▸ THE REQUEST: Every line from the one with "The locate routine indicates the white ruffled" through the end of the records below should be restated word for word, and nothing outside that span.
↓↓↓
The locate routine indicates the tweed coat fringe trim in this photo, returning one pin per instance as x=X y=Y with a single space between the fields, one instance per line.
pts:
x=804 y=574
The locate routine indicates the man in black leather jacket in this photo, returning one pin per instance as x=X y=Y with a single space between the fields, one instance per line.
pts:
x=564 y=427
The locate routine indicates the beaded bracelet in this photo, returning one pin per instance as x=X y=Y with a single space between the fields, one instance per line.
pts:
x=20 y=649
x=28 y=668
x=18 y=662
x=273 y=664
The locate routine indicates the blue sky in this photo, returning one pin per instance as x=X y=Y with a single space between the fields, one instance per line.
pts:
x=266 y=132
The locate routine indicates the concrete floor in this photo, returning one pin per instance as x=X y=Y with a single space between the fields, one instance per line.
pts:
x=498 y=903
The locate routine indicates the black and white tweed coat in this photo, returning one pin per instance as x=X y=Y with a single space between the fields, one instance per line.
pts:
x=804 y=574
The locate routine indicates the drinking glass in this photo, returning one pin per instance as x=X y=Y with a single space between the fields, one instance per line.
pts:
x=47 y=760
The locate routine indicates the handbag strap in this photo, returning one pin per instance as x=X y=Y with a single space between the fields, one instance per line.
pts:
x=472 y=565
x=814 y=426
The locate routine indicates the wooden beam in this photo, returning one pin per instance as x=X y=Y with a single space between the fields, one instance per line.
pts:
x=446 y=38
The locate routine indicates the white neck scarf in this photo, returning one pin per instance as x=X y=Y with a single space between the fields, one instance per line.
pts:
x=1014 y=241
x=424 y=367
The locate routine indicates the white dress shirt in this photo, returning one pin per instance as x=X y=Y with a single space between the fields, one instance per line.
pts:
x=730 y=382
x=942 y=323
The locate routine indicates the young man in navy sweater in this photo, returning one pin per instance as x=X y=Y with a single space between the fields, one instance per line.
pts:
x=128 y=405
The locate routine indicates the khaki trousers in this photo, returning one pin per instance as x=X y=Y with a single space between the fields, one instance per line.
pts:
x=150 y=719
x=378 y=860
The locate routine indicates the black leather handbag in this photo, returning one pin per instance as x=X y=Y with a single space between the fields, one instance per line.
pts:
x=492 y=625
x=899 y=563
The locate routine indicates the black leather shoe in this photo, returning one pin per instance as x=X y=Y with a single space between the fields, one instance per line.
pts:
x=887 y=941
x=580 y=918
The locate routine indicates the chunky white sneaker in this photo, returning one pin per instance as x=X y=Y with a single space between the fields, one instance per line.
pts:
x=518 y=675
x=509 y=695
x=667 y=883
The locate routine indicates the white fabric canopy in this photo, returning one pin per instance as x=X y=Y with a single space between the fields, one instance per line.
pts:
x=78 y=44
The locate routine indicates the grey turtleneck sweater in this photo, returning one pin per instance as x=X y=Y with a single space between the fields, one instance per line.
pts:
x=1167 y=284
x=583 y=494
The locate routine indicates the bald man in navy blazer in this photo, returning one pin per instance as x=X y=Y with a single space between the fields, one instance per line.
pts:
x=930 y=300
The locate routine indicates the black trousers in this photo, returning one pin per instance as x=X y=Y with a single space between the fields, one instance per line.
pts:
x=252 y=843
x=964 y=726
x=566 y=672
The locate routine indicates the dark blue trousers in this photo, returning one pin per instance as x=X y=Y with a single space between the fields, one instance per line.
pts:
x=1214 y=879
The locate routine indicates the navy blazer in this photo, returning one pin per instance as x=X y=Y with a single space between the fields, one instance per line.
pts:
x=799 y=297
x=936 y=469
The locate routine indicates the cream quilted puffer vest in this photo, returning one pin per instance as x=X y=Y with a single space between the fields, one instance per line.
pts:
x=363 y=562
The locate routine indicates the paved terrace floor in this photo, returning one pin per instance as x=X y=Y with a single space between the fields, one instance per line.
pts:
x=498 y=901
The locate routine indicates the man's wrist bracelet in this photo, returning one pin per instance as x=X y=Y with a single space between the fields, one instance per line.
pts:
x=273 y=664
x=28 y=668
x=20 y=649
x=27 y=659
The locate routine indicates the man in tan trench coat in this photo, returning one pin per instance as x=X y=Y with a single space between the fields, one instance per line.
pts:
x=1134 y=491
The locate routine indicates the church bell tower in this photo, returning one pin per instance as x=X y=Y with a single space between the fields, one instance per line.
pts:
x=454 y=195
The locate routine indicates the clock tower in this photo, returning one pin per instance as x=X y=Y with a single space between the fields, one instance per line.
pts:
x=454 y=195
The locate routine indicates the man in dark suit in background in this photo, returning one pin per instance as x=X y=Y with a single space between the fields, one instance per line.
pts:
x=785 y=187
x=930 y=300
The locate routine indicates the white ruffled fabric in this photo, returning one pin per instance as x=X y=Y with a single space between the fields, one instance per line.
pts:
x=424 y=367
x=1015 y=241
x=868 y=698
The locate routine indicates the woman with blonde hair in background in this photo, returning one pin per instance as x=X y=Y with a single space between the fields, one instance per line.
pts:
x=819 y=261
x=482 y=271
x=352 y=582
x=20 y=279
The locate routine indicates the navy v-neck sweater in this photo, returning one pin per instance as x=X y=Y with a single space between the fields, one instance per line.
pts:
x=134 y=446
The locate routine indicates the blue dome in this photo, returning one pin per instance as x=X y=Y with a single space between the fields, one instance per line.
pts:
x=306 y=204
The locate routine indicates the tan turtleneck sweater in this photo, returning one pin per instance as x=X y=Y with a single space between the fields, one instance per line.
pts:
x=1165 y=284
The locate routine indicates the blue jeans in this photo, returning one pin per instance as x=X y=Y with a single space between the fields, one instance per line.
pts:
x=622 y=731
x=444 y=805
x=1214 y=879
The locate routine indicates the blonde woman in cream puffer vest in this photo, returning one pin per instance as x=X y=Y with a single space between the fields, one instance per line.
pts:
↑↑↑
▸ RESULT FOR THIS EXERCISE:
The locate routine indicates the white ruffled fabric in this photo, returning one pin per instance as x=X y=Y with a single space between the fields, one instance per line.
pts:
x=424 y=367
x=1015 y=241
x=868 y=698
The locate routine indicates the woman with blonde hair in background in this photo, returning one pin per instance as x=X y=Y with a single space between the fields, one instance per line.
pts:
x=819 y=261
x=482 y=271
x=352 y=582
x=20 y=279
The locate routine indicates the navy v-neck sweater in this photo, returning one pin per instance as x=X y=Y with a single space between the fields, one instance per line.
pts:
x=134 y=446
The locate routine indicates the blue dome in this photo, returning one pin per instance as x=X y=Y with a single space between the fields, one instance per line.
pts:
x=306 y=204
The locate routine indicates the tan turtleneck sweater in this photo, returning one pin per instance as x=X y=Y with a single space between the fields, one instance per line.
pts:
x=1165 y=284
The locate routine indicates the blue jeans in this photo, returning one pin per instance as x=X y=Y with a single space between the fields, one instance per line.
pts:
x=622 y=731
x=444 y=805
x=1214 y=879
The locate routine indicates the blonde woman in cream puffer vest in this photo, returning one pin per instance as x=X y=Y with a single space between the fields, one instance per line.
pts:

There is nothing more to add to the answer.